→ **Aim of the exercise**
Every line below must be reproduced exactly. Copy them all.

[Labeled-object pointing entries]
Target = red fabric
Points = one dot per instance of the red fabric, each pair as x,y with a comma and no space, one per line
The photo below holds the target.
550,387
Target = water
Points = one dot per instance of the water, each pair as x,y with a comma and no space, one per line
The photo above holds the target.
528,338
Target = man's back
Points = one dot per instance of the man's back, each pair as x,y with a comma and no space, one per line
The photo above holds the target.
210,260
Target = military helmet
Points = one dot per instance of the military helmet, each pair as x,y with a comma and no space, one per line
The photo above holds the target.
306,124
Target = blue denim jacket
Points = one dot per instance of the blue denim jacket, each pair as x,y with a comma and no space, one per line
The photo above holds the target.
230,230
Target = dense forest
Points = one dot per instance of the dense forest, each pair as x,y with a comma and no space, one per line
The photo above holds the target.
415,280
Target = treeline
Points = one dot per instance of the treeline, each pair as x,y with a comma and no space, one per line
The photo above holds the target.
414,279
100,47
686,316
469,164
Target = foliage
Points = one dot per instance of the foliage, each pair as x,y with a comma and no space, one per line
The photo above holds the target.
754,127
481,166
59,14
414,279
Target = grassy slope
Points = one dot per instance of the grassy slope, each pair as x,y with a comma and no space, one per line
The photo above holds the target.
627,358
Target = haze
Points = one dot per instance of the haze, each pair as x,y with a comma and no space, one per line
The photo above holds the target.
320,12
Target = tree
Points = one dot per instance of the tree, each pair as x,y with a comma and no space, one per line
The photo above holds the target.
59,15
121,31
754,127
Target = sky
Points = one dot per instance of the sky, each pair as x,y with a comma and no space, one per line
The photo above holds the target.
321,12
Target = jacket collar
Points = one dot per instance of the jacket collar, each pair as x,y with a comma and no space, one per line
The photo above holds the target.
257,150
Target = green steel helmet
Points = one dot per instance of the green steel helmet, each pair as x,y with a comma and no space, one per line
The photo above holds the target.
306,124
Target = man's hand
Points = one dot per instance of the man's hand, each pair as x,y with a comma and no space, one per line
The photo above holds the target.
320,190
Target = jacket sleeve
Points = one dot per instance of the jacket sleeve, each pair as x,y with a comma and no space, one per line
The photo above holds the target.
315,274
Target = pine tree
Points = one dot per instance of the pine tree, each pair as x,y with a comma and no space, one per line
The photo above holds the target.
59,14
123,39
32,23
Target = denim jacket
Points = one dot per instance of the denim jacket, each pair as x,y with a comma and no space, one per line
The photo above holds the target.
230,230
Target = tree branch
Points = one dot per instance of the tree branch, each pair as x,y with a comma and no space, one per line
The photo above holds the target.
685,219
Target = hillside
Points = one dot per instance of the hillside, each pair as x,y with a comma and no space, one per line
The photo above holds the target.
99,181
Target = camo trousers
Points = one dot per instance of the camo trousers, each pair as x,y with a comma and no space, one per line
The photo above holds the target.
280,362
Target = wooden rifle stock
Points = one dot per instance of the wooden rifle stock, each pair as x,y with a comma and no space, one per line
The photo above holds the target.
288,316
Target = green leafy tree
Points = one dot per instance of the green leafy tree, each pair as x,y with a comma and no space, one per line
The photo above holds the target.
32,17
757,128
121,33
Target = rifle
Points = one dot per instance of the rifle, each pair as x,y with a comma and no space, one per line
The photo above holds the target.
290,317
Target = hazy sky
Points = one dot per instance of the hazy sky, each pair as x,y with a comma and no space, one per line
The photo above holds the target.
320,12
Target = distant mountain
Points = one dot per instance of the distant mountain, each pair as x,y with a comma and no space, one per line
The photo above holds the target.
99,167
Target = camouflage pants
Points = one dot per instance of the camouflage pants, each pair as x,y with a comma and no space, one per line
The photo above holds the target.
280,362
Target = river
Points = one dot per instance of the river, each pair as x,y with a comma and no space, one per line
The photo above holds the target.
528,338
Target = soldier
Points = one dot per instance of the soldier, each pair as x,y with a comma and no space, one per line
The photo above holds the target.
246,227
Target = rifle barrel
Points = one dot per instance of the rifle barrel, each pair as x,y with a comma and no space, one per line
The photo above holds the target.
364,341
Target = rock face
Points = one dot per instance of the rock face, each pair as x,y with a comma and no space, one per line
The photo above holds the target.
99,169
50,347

→ **Result**
Target = red fabric
Points = one dot per instance of the red fabric, each pair as x,y with a comma and no space, one per line
The photo below holds the target.
550,387
Target = water
Points = one dot per instance of the water, each pair as x,y with a comma and no space, one per line
The photo above holds the target.
528,338
Target = man's back
Points = one dot per instance of the man's back, each pair as x,y with a comma and no space, one per line
The photo above holds the target.
210,260
Target = military helmet
Points = one dot per instance of the military helmet, each pair as x,y with a comma and no space, one per line
The photo above holds the target.
306,124
Target = blue denim jacket
Points = one dot per instance of the blue denim jacket, each pair as x,y with a comma and no space, one per line
The photo above holds the target.
230,230
Target = dense forest
Points = one dot per instance of the dense forest, each pair as x,y with a comma and no space, one per line
The photo above holds the target.
415,280
Target = treeline
Points = one dot per instance of the treeline, each pair as x,y with a comma and no space, one per line
The photo above holds the target.
414,279
100,47
686,316
469,164
Target = foliage
Points = one dot per instance of the foliage, each pair as x,y with a comma and no space, one per line
The photo above holds the target.
754,127
481,166
59,14
414,279
Target = grassy slope
Points = one dot per instance of the grassy slope, each pair as x,y with a comma and no space, one per line
The photo above holds the target.
627,358
Target = haze
Points = one dot per instance of the haze, each pair as x,y with a comma and no space, one per line
The photo above holds the target.
320,12
Target = tree
Points = one dot per instance of the tree, each pair as x,y with a comma and no space, one per line
The photo above holds the target.
59,15
121,31
754,127
Target = sky
Points = one dot per instance of the sky, each pair as x,y with a comma and no space, one per line
The photo above holds the target.
321,12
Target = jacket collar
Points = one dot per instance of the jacket collar, each pair as x,y with a comma and no space, one per line
The photo above holds the target.
257,150
Target = green steel helmet
Points = one dot per instance of the green steel helmet, each pair as x,y with a comma and no space, one per line
The photo above holds the target.
306,124
Target = man's hand
Points = one dot per instance of the man's hand, each pair as x,y with a comma and no space, one per line
The photo above holds the target.
320,190
Target = jacket sleeve
Points = one dot per instance of the jacket sleeve, each pair as x,y with a comma and no space, one per line
The photo above holds the target.
315,274
Target = pine tree
Points = one dot per instance of the pine tree, each pair as x,y with a comma and no space, one per line
The photo above holds the target.
59,14
123,39
32,23
Target = denim jacket
Points = one dot per instance of the denim jacket, each pair as x,y with a comma and no space, one per line
The photo above holds the target.
230,230
Target = tree branch
Points = one dot per instance of the tree branch, each pair as x,y with a comma and no space, one per line
The photo above holds the target.
685,219
Target = hillside
Points = one dot per instance of the hillside, each pair as x,y with a comma and no space, one per line
The photo above holds the target.
99,181
Target = camo trousers
Points = one dot per instance of the camo trousers, each pair as x,y with a comma and no space, one per line
The photo above holds the target.
280,362
Target = wooden rifle stock
Points = one dot per instance of the wooden rifle stock, each pair as x,y with a comma and no space, one per line
The photo above holds the target.
288,316
Target = green leafy tree
Points = one dot per instance of the green leafy tree, each pair as x,y with a comma and no space, one per line
The photo above holds the target.
32,17
757,128
121,33
Target = rifle
Points = one dot per instance of the rifle, each pair as x,y with a comma and no space, one per line
The photo above holds the target.
290,317
Target = hazy sky
Points = one dot per instance of the hazy sky, each pair as x,y with a comma and no space, one per line
The photo above holds the target.
320,12
Target = distant mountain
Points = one dot per instance of the distant mountain, each pair as x,y with a comma and no space, one per line
The photo above holds the target.
99,167
Target = camouflage pants
Points = one dot per instance of the camouflage pants, each pair as x,y with a comma and no space, one per line
The photo above holds the target.
280,362
Target = river
Points = one dot per instance of the river, each pair as x,y with a comma and no space, one per line
The photo above holds the target.
528,338
Target = soldier
Points = one dot per instance of the soldier, each pair as x,y with a comma and no space, one per line
The photo above holds the target.
246,227
Target = rifle barrel
Points = one dot per instance of the rifle barrel, each pair as x,y with a comma and no space, one per line
The photo above holds the target.
364,341
Target = rock face
Points = one dot per instance of the rock face, each pair as x,y with a comma and no space, one per line
The photo above holds the target.
99,169
50,347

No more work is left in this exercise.